What you are asked to do: Return every line of the data that contains the word "herb".

Data excerpts:
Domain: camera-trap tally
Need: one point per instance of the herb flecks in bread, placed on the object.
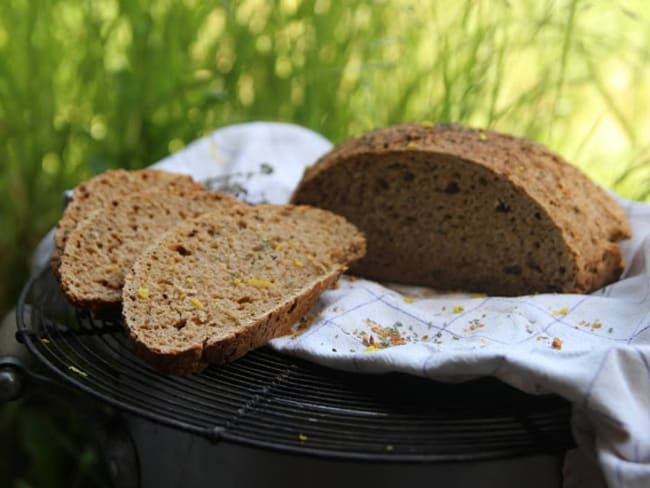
(218, 286)
(105, 188)
(104, 245)
(457, 208)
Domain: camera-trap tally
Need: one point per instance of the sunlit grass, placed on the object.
(87, 85)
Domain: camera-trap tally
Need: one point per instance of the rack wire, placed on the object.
(273, 401)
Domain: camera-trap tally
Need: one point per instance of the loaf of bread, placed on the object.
(109, 187)
(105, 244)
(213, 288)
(463, 209)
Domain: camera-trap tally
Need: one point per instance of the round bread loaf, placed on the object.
(104, 245)
(213, 288)
(457, 208)
(107, 187)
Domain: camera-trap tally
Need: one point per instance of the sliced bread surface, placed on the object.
(456, 208)
(110, 186)
(218, 286)
(104, 245)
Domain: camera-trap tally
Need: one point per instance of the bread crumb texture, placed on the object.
(227, 282)
(104, 245)
(455, 208)
(109, 188)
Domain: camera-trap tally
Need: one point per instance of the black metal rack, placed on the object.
(272, 401)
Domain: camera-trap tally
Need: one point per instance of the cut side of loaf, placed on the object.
(105, 188)
(465, 209)
(104, 246)
(218, 286)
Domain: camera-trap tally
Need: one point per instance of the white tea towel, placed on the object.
(593, 350)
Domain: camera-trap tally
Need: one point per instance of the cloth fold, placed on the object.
(593, 350)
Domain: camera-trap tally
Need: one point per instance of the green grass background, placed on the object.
(87, 85)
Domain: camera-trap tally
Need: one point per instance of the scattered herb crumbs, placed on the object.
(561, 311)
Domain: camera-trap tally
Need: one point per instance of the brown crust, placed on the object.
(587, 222)
(196, 358)
(102, 246)
(202, 293)
(105, 187)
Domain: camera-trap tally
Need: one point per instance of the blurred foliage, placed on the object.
(48, 450)
(87, 85)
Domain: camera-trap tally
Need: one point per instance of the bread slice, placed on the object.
(104, 245)
(457, 208)
(110, 186)
(218, 286)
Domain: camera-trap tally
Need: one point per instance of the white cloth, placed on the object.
(593, 350)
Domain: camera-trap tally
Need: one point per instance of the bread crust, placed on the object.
(583, 223)
(218, 286)
(112, 185)
(106, 243)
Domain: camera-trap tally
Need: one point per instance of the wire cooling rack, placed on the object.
(273, 401)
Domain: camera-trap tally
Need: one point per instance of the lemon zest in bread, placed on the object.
(258, 282)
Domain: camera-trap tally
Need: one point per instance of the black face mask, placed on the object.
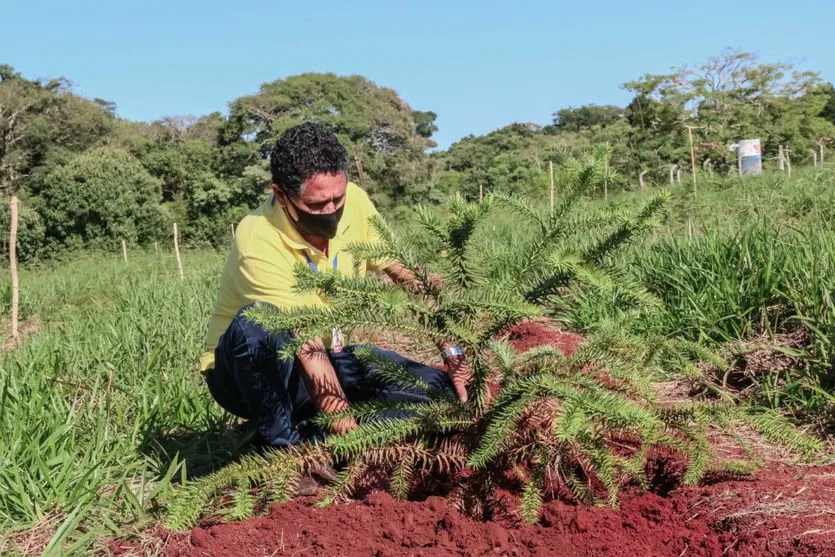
(314, 224)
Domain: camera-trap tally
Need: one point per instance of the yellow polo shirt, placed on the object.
(267, 246)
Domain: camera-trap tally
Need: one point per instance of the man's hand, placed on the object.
(460, 376)
(334, 404)
(323, 385)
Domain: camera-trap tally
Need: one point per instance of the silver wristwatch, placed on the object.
(451, 352)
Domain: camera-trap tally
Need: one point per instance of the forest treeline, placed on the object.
(88, 179)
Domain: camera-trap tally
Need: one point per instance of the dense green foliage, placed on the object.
(113, 412)
(101, 411)
(555, 420)
(212, 169)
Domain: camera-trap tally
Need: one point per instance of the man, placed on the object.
(314, 212)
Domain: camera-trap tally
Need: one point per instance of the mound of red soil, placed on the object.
(529, 334)
(781, 511)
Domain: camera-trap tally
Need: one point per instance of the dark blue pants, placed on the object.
(251, 381)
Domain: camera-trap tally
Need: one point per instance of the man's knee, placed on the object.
(247, 331)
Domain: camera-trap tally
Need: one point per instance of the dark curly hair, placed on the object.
(304, 151)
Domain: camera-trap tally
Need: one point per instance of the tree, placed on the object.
(425, 123)
(99, 198)
(828, 110)
(730, 97)
(587, 117)
(42, 124)
(372, 119)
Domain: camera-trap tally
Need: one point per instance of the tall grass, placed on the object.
(96, 403)
(101, 408)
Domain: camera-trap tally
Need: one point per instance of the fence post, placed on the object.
(177, 251)
(692, 158)
(13, 269)
(551, 183)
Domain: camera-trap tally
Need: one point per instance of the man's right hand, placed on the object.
(335, 404)
(344, 425)
(323, 385)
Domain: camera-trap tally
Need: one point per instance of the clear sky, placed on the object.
(479, 65)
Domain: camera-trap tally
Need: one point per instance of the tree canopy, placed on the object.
(60, 151)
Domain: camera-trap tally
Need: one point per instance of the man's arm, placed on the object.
(457, 368)
(272, 282)
(323, 385)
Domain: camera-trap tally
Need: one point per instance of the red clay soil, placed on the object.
(784, 509)
(529, 334)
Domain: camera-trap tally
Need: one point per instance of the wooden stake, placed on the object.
(692, 158)
(13, 268)
(606, 179)
(177, 251)
(358, 163)
(551, 179)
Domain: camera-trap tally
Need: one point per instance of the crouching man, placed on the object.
(314, 212)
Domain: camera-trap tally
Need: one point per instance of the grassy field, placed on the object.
(102, 410)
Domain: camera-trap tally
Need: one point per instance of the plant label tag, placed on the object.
(337, 342)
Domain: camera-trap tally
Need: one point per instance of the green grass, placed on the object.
(96, 403)
(101, 408)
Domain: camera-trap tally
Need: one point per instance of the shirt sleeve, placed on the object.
(261, 280)
(374, 237)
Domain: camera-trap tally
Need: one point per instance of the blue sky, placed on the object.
(479, 65)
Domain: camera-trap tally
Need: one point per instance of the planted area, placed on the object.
(110, 428)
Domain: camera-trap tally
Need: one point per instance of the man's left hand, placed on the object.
(460, 376)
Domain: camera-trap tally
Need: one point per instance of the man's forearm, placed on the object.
(320, 378)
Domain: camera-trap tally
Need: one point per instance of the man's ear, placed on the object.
(280, 198)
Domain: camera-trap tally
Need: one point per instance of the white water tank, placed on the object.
(749, 153)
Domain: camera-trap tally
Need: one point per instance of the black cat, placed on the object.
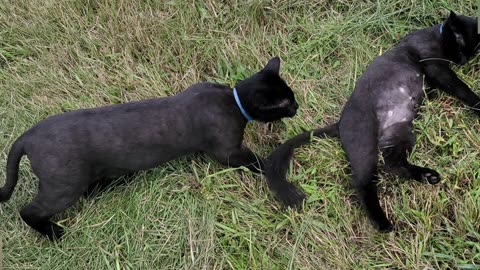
(379, 114)
(71, 151)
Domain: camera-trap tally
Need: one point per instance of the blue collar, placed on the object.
(239, 104)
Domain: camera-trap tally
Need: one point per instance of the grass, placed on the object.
(195, 214)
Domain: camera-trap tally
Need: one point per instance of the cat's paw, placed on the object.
(431, 176)
(55, 233)
(291, 196)
(423, 174)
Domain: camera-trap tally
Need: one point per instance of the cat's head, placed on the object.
(460, 37)
(265, 95)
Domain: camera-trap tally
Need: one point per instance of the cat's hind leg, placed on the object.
(54, 196)
(359, 140)
(395, 144)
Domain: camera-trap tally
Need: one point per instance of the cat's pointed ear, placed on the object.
(451, 20)
(273, 65)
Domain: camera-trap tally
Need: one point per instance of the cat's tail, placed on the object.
(278, 162)
(16, 153)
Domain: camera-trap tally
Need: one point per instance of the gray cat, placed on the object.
(70, 152)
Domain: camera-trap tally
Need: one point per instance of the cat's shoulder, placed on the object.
(208, 86)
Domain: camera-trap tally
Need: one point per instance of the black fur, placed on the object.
(70, 152)
(379, 114)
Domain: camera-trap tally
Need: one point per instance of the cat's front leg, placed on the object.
(442, 77)
(237, 157)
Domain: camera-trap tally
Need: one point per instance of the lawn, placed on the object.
(193, 213)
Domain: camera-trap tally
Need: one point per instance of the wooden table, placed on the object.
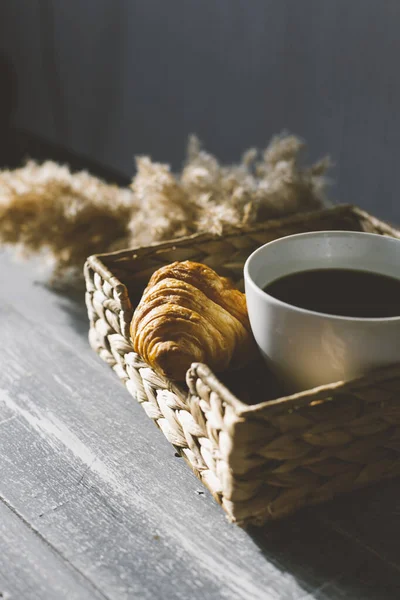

Solution:
Need: one point per instance of the herb flecks in bread, placed on the object.
Need: one point per instance of the scattered herb crumbs, placed on the object.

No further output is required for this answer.